»»

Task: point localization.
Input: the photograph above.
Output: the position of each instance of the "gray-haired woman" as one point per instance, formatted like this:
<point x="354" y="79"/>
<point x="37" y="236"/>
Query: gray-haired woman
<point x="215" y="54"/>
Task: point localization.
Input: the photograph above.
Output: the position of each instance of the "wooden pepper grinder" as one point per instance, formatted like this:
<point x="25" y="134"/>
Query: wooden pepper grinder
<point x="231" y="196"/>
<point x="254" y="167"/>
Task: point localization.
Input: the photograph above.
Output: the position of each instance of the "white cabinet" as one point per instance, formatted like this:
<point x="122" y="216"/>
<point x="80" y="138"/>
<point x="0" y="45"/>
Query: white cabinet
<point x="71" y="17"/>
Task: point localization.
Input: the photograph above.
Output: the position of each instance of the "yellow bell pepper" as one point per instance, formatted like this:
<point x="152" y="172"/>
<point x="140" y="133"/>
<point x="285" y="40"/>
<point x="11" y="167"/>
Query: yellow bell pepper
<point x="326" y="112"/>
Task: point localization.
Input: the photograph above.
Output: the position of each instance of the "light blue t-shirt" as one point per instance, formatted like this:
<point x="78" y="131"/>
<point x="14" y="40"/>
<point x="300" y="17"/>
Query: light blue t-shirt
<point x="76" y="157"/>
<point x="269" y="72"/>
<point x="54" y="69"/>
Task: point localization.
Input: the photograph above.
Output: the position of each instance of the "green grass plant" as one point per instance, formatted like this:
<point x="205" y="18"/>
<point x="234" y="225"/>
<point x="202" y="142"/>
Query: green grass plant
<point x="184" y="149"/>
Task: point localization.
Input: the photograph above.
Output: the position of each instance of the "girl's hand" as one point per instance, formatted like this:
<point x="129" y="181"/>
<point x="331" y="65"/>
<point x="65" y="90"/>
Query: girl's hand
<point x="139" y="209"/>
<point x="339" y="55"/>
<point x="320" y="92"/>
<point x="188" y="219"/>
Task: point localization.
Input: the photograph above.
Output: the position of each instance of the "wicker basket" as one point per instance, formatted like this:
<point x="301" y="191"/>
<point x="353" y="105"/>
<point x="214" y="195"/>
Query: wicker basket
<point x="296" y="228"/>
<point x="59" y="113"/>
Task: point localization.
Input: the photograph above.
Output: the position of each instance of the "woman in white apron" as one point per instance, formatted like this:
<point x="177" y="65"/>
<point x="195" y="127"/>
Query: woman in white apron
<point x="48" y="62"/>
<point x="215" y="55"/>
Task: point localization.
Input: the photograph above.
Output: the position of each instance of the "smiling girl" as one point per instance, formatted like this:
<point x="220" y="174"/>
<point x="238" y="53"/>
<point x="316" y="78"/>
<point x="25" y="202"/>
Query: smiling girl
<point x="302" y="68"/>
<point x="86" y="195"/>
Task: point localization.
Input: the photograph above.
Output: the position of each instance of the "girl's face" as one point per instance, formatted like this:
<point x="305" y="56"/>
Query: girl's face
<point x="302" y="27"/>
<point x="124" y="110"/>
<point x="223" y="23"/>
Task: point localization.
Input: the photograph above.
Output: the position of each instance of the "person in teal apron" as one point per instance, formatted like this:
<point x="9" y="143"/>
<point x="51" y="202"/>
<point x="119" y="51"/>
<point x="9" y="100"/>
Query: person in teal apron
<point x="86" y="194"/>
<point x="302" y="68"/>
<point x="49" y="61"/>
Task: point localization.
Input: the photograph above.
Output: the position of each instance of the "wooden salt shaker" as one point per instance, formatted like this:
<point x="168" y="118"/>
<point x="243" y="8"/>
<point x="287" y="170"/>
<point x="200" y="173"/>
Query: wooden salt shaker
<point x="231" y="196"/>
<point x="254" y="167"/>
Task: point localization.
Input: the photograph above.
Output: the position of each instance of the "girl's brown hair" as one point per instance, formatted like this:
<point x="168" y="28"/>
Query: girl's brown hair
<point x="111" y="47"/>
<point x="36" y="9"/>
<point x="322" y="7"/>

««

### WHAT YOU ARE ASKED TO DO
Everything in the data above must be reproduced exactly.

### WRITTEN SOLUTION
Task: point localization.
Input: the photograph above.
Output: the position of each instance of the "gray-haired woman" as one point per instance, formatted like this:
<point x="354" y="79"/>
<point x="37" y="236"/>
Query: gray-haired woman
<point x="215" y="54"/>
Task: point localization.
Input: the photograph above.
Output: the position of each instance of the "wooden pepper grinder" as one point per instance, formatted like this:
<point x="25" y="134"/>
Query: wooden pepper grinder
<point x="231" y="196"/>
<point x="254" y="167"/>
Task: point localization.
Input: the photograph above.
Output: the position of each instance of the "white cabinet" as one point per instance, formatted like this:
<point x="122" y="216"/>
<point x="80" y="138"/>
<point x="0" y="45"/>
Query: white cabinet
<point x="71" y="17"/>
Task: point localization.
Input: the photograph above.
Output: the position of each instance of the "yellow bell pepper" as one point per instance, formatted like this:
<point x="152" y="172"/>
<point x="140" y="133"/>
<point x="285" y="40"/>
<point x="11" y="167"/>
Query: yellow bell pepper
<point x="326" y="112"/>
Task: point localization.
Input: the photograph above.
Output: the position of each instance of the "light blue t-shirt" as one point per instance, formatted like this:
<point x="78" y="131"/>
<point x="14" y="40"/>
<point x="300" y="17"/>
Query: light blue t-shirt
<point x="76" y="157"/>
<point x="269" y="72"/>
<point x="54" y="69"/>
Task: point localization.
Input: the photograph above.
Output: the position of each instance of the "green grass plant" as one point per instance, formatted like this:
<point x="205" y="18"/>
<point x="234" y="225"/>
<point x="202" y="142"/>
Query: green grass plant
<point x="184" y="149"/>
Task: point localization.
Input: the photograph above.
Output: the position of each instance of the "girl's hand" as one point per instance, formatted like this:
<point x="129" y="181"/>
<point x="331" y="65"/>
<point x="65" y="90"/>
Query: girl's hand
<point x="139" y="209"/>
<point x="339" y="55"/>
<point x="320" y="92"/>
<point x="188" y="219"/>
Task: point localization.
Input: the photograph above.
Output: the position of each instance of the "wicker basket" as one point per instance, formatted like this:
<point x="301" y="191"/>
<point x="353" y="105"/>
<point x="214" y="195"/>
Query: wicker basket
<point x="296" y="228"/>
<point x="59" y="113"/>
Task: point localization.
Input: the photograph above.
Output: the position of each instance of the "woman in white apron" as one point per instance, formatted like this:
<point x="177" y="65"/>
<point x="195" y="127"/>
Query: woman in white apron
<point x="48" y="62"/>
<point x="215" y="55"/>
Task: point localization.
Input: the photograph above.
Output: the position of each instance of the "smiling girl" as one point per instance, formatted like this:
<point x="220" y="174"/>
<point x="238" y="53"/>
<point x="316" y="78"/>
<point x="25" y="202"/>
Query: smiling girl
<point x="302" y="68"/>
<point x="86" y="195"/>
Task: point localization.
Input: the photograph above.
Output: the position of each instance of the "girl's face" as one point per instance, formatted like this:
<point x="305" y="56"/>
Query: girl's face
<point x="302" y="27"/>
<point x="124" y="110"/>
<point x="223" y="23"/>
Task: point localization.
Input: the photograph above.
Output: the position of each instance of the "person in teal apron" as one point per instance, formatted like this:
<point x="9" y="143"/>
<point x="51" y="202"/>
<point x="119" y="51"/>
<point x="9" y="100"/>
Query: person in teal apron
<point x="86" y="194"/>
<point x="302" y="68"/>
<point x="49" y="61"/>
Task: point localization.
Input: the photograph above.
Output: the position of each instance of the "wooden salt shaker" as one point per instance, formatted like this:
<point x="168" y="118"/>
<point x="243" y="8"/>
<point x="287" y="170"/>
<point x="200" y="173"/>
Query: wooden salt shaker
<point x="231" y="196"/>
<point x="254" y="167"/>
Task: point localization.
Input: the photograph above.
Output: the position of each instance of the "girl's brown hair" as one point per instance, formatted like this:
<point x="168" y="28"/>
Query: girl's brown hair
<point x="111" y="47"/>
<point x="36" y="9"/>
<point x="322" y="7"/>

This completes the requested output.